→ **Listing**
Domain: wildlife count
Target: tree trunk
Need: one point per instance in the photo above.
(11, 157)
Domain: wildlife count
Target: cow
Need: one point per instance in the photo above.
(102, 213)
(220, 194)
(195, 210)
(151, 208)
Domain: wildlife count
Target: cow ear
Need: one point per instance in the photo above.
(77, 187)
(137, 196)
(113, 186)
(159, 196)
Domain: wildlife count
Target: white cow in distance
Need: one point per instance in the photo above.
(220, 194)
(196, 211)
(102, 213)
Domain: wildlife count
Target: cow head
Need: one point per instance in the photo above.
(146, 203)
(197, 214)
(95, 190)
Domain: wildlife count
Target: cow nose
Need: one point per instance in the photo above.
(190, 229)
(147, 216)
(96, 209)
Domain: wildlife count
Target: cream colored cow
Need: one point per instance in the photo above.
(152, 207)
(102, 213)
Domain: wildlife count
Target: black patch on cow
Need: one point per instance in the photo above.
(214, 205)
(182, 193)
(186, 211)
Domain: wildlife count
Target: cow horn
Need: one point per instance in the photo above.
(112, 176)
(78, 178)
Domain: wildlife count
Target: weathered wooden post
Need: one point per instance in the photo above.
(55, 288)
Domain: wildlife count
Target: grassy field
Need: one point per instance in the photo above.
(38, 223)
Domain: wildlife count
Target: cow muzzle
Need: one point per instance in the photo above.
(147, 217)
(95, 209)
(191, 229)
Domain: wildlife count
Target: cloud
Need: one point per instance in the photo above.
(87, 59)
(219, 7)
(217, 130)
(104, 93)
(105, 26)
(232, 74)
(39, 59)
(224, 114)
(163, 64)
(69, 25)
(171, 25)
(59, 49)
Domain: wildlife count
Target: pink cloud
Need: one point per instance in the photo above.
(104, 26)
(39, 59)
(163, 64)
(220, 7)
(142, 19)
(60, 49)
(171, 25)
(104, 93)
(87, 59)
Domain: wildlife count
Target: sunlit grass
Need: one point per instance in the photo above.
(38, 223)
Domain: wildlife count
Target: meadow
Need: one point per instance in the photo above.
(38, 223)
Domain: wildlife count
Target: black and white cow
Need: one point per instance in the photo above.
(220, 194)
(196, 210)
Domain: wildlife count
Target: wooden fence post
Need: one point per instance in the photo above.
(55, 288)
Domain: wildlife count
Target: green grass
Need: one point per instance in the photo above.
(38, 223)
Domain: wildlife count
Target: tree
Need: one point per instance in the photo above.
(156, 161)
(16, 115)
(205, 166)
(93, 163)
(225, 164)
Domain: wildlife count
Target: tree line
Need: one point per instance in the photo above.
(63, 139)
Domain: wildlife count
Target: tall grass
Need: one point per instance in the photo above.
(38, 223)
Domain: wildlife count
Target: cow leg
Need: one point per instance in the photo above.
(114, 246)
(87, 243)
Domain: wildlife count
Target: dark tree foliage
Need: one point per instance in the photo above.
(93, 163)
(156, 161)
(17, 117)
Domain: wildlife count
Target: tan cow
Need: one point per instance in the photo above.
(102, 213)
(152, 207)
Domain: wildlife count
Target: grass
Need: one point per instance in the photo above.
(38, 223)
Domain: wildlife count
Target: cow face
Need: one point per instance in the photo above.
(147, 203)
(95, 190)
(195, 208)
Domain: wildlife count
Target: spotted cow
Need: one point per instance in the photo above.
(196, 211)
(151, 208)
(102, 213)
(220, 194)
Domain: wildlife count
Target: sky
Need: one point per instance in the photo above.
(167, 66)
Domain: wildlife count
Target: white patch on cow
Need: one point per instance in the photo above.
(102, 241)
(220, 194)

→ **What the task requires**
Which lines in the listing above contain the word "white"? Locate each one and copy it.

→ **The answer**
Target: white cow in distance
Target: black and white cow
Target: white patch on cow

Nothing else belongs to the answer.